What is needed -
Please write each entry out again exactly as shown.
[Data excerpts Boundary: Start]
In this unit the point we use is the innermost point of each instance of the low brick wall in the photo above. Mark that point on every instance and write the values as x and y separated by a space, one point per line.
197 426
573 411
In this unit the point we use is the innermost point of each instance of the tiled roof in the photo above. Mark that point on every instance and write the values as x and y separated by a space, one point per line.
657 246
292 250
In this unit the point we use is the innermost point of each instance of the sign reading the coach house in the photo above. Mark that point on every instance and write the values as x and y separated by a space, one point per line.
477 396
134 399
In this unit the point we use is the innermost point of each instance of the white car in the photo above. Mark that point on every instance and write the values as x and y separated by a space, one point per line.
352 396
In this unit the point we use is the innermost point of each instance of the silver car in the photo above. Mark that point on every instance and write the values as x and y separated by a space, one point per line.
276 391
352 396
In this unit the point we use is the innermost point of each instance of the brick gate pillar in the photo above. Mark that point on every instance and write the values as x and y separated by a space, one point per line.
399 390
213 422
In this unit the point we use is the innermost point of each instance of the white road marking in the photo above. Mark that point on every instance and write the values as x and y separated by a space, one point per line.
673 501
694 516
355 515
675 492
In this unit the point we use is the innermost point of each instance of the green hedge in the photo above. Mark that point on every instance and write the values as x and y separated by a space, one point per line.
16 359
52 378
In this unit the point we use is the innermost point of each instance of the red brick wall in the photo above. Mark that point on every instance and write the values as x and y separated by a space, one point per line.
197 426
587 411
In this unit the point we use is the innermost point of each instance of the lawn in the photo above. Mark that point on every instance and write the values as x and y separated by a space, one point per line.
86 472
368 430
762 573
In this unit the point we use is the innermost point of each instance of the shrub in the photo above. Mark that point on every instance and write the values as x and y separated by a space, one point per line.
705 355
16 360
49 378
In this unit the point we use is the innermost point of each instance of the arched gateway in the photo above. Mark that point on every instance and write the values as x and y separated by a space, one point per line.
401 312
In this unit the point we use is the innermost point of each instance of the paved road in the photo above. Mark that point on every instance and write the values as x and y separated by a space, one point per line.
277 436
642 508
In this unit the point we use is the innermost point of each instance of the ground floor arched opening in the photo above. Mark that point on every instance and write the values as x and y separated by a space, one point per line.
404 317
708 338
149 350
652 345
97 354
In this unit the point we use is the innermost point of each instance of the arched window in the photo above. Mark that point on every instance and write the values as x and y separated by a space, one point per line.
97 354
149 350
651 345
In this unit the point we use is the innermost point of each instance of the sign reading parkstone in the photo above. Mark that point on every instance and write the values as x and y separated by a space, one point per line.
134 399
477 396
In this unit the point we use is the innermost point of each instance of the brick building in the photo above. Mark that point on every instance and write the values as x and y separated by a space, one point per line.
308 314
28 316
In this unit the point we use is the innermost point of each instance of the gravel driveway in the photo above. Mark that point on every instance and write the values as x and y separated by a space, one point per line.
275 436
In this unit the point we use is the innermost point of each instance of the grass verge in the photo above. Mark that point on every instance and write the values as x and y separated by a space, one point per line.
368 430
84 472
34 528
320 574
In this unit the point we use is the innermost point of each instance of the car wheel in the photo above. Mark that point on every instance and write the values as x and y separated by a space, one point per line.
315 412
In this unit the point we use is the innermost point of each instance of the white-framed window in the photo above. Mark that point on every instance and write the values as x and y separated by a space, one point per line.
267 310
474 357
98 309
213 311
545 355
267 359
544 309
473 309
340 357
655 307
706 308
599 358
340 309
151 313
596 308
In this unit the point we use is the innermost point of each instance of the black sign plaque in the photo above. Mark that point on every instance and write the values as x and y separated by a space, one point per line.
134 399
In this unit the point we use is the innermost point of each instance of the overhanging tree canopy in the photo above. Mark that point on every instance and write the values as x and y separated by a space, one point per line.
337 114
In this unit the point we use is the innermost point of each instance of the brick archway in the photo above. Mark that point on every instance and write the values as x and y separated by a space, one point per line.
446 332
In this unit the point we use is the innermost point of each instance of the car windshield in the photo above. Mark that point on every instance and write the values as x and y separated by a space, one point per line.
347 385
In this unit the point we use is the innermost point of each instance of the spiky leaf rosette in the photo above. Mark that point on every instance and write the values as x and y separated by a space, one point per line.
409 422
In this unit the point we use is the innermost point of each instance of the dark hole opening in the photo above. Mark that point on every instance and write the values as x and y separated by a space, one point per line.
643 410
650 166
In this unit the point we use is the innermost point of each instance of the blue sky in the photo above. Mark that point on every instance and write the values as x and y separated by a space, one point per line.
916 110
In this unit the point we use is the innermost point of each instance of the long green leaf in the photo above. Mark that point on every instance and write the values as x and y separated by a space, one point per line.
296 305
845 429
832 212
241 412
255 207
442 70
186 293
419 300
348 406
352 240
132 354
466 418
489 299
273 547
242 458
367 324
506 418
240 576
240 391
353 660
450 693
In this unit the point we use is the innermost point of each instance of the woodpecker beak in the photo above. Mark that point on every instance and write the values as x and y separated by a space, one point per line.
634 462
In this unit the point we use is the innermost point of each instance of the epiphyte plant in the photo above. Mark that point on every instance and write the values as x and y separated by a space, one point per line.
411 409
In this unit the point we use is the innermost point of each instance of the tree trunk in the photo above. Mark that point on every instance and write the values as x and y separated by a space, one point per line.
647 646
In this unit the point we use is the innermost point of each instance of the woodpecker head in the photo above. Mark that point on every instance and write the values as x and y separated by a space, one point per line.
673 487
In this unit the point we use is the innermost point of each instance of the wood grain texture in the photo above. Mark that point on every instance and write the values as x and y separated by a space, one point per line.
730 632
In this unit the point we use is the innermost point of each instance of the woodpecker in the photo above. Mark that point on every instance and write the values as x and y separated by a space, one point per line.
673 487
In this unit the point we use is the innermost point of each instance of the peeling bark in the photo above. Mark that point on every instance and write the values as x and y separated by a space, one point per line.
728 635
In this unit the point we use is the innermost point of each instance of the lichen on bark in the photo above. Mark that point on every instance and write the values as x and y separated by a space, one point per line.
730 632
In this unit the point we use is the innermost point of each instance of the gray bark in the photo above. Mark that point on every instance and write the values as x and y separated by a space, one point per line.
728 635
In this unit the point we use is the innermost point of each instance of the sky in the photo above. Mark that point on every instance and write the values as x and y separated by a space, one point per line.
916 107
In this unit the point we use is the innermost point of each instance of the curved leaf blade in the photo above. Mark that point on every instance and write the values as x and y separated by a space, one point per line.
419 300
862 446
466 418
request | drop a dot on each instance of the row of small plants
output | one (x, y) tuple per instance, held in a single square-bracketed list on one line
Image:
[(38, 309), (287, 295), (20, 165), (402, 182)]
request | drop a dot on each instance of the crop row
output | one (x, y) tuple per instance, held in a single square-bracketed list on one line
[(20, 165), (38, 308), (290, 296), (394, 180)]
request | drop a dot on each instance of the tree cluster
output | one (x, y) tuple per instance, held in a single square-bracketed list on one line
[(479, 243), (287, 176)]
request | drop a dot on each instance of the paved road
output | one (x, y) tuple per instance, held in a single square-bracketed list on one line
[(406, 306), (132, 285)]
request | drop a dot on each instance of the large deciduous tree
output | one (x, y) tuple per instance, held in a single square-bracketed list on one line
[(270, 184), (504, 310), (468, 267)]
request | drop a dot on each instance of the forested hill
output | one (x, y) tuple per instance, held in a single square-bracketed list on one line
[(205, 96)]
[Data excerpts Boundary: End]
Expected output -
In this unit the point we use is the innermost point of each instance of the low brick wall in the photo above. Mark that point on every instance and write the values as x and y separated by a space, one point per line.
197 426
573 411
In this unit the point we use is the innermost point of each instance of the tiled roof in the photo above. Mark that point on every instance and write the values as x and y separated by a space, one point per line.
657 246
292 250
In this unit the point we use is the innermost point of each instance of the sign reading the coach house in the photo above. Mark that point on every instance and write the values as x and y separated by a space, one point per line.
477 396
134 399
In this unit the point we use is the innermost point of each instance of the white car in the photo above. Mark that point on every instance and write the values as x and y separated by a space, one point per line.
352 396
In this unit the point we use is the innermost point of each instance of the silver car in the photo above. Mark that point on every instance and write the values as x and y separated by a space, one point per line.
276 391
352 396
In this unit the point we use is the innermost point of each instance of the brick gate pillar in the photo above. Mark that point on every instance and write the values as x and y separated by a space, one point per line.
399 390
213 422
In this unit the point we use is the innermost point of each instance of the white road marking in the photo above. Mark that point on every instance and write the values as x and y separated by a space, one point per line.
673 501
694 516
355 515
675 492
In this unit the point we use is the innermost point of each instance of the green hedge in the photo above. Mark that point on every instance and write the values as x and y separated by a space, one point per line.
16 359
52 378
In this unit the point we use is the innermost point of each instance of the red brick wall in the photo above. Mark that point on every instance and write the values as x and y separated by a space, one point per line.
197 426
587 411
In this unit the point we use is the innermost point of each instance of the lawn in the photo above. Mark that point on every instance and write the values as x and y separated by a space, one point per line.
86 472
368 430
762 573
In this unit the point we use is the innermost point of each instance of the shrub in the photo above. Mark that point on every instance and write the values as x and y separated by a space, one point per line.
705 355
16 360
49 378
In this unit the point we use is the innermost point of each instance of the arched gateway in the photo above. Mark that point on every instance and write the values as x and y separated by a space, one point per line.
401 312
In this unit the point we use is the innermost point of each instance of the paved road in the photo above. Mark that point on every instance and write the values as x and y separated by a space, one point per line.
277 436
642 508
In this unit the point we use is the innermost point of each instance of the ground floor arched opening in the photo above. Mark that point on every instance and write the values as x and y separated by a space, one point per line.
404 317
708 338
149 350
652 345
97 354
In this unit the point we use is the innermost point of each instance of the arched window in the photo above. Mark that point on every instance and write the values as x and y separated by a space, one point per line.
97 354
149 350
651 345
In this unit the point we use is the innermost point of each instance of the sign reading parkstone in the photo above. Mark that point on every instance and write the values as x and y separated by a space, one point per line.
134 399
477 396
In this unit the point we use is the innermost point of each instance of the brick building in the photo above. Mark that point on every instance and write the values as x and y separated by a space, one point per line.
308 314
28 316
In this unit the point we use is the innermost point of each instance of the gravel driveway in the photo above. Mark that point on every instance and write the values as x and y separated by a space, one point per line.
275 436
In this unit the point we use is the innermost point of each instance of the grass verge in the photo above. Mark that point on every instance and write the values as x and y separated by a space, one point per line.
368 430
84 472
34 528
320 574
In this unit the point we use is the innermost point of each instance of the car wheel in the photo above. Mark that point on every instance and write the values as x and y separated by a space, one point per line.
315 412
In this unit the point we use is the innermost point of each instance of the white-framed window in the photo above. Mark that point on every instance and write the values as x and y separated by a space, one point per line.
267 310
474 357
98 309
213 311
545 355
267 359
544 309
473 309
340 357
655 307
706 308
599 358
340 309
151 313
596 308
In this unit the point we use is the innermost point of each instance of the black sign plaque in the photo above. Mark that point on every instance and write the values as x and y separated by a space, one point per line.
134 399
In this unit the point we use is the innermost point of each instance of the overhanging tree canopy in the photo above. Mark that point on every instance and write the values as x and y separated by a space, one point per line.
337 114
In this unit the point we use is the innermost point of each instance of the brick archway in the photo above. Mark that point on every instance and write the values as x and y separated by a space, one point per line.
446 332
In this unit the point we use is the innermost point of each instance of the car windshield in the photo above. Mark that point on every instance and write the values as x and y separated by a space, one point per line.
347 385
In this unit the point we use is the innermost point of each instance of the spiky leaf rosette in the photo above. Mark that point on every instance and write the values as x and y separated by a space, one point per line.
409 422
In this unit the point we use is the innermost point of each instance of the dark hole opening in the photo above. Mark that point on every instance and write the values as x and y separated by a space, one point per line.
643 410
650 166
In this unit the point we use is the innermost point of each instance of the blue sky in the photo above. Mark that point on every instance and write the values as x and y separated by a space, one point per line.
916 110
In this unit the point we use is the innermost point of each instance of the long green leaf in the photo above. Mark that point on every instance and write the values as x and y separated by a space, one point per line.
296 305
845 429
832 212
241 412
255 207
442 70
186 293
419 300
348 406
352 240
132 354
466 418
489 299
273 547
242 458
367 324
506 418
240 576
240 391
353 660
450 693
In this unit the point we use is the innermost point of each instance of the woodpecker beak in the photo above. Mark that point on every instance and write the values as x and y separated by a space, one point per line.
634 462
In this unit the point we use is the innermost point of each instance of the epiphyte plant in the photo above. Mark that point on every instance and write the values as x and y separated by a space, one point per line.
411 409
In this unit the point we use is the innermost point of each instance of the tree trunk in the photo above. Mark that point on every instance and write the values as x and y separated by a space, one point per line.
647 646
In this unit the point we use is the innermost point of each instance of the woodpecker head in the photo above. Mark that point on every instance and write the values as x and y separated by a space, one point per line.
673 487
In this unit the point we use is the innermost point of each instance of the wood grain texture in the photo above. Mark that point on every instance and write the values as x and y separated by a space, one point per line.
730 632
In this unit the point we use is the innermost point of each instance of the woodpecker in the photo above. Mark that point on every instance and write the values as x and y separated by a space, one point per line.
673 487
In this unit the point we use is the innermost point of each instance of the peeling bark in the photo above. Mark that point on every instance and write the values as x and y separated by a space, one point per line.
728 635
In this unit the point we use is the innermost point of each instance of the lichen on bark in the photo above. Mark that point on every instance and write the values as x and y separated by a space, one point per line.
730 632
In this unit the point we use is the innermost point of each instance of the gray bark in the photo above. Mark that point on every instance and write the values as x and y separated by a space, one point per line.
728 635
In this unit the point we use is the innermost point of each instance of the sky in the photo above. Mark that point on every instance and write the values as x and y separated by a space, one point per line.
916 107
In this unit the point we use is the innermost point of each instance of the curved leaf blade in the photo above. Mark that point on every instance and write the values as x and y separated by a space, one point per line.
419 300
862 446
466 418
request | drop a dot on each instance of the row of small plants
output | one (x, y) tuple per instance, held in a single square-bracketed list on one line
Image:
[(38, 309), (287, 295), (20, 165), (402, 182)]
request | drop a dot on each instance of the crop row
output | one (x, y) tuple per instance, held in a single square-bracketed list on one line
[(20, 165), (38, 308), (290, 296), (394, 180)]
request | drop a dot on each instance of the tree cluster
output | one (x, y) tuple per instance, held in a single square-bracketed list on one line
[(479, 243), (287, 176)]
request | drop a dot on each instance of the paved road
output | one (x, y) tuple per instance, held in a single square-bracketed list on one line
[(406, 306), (132, 285)]
request | drop a dot on each instance of the large deciduous tree
output | one (x, y) tuple per instance, held in a single square-bracketed list on one line
[(270, 184), (504, 310), (468, 267)]
request | drop a dot on each instance of the forested hill
output | one (x, y) tuple per instance, held in a single square-bracketed list on one line
[(205, 96)]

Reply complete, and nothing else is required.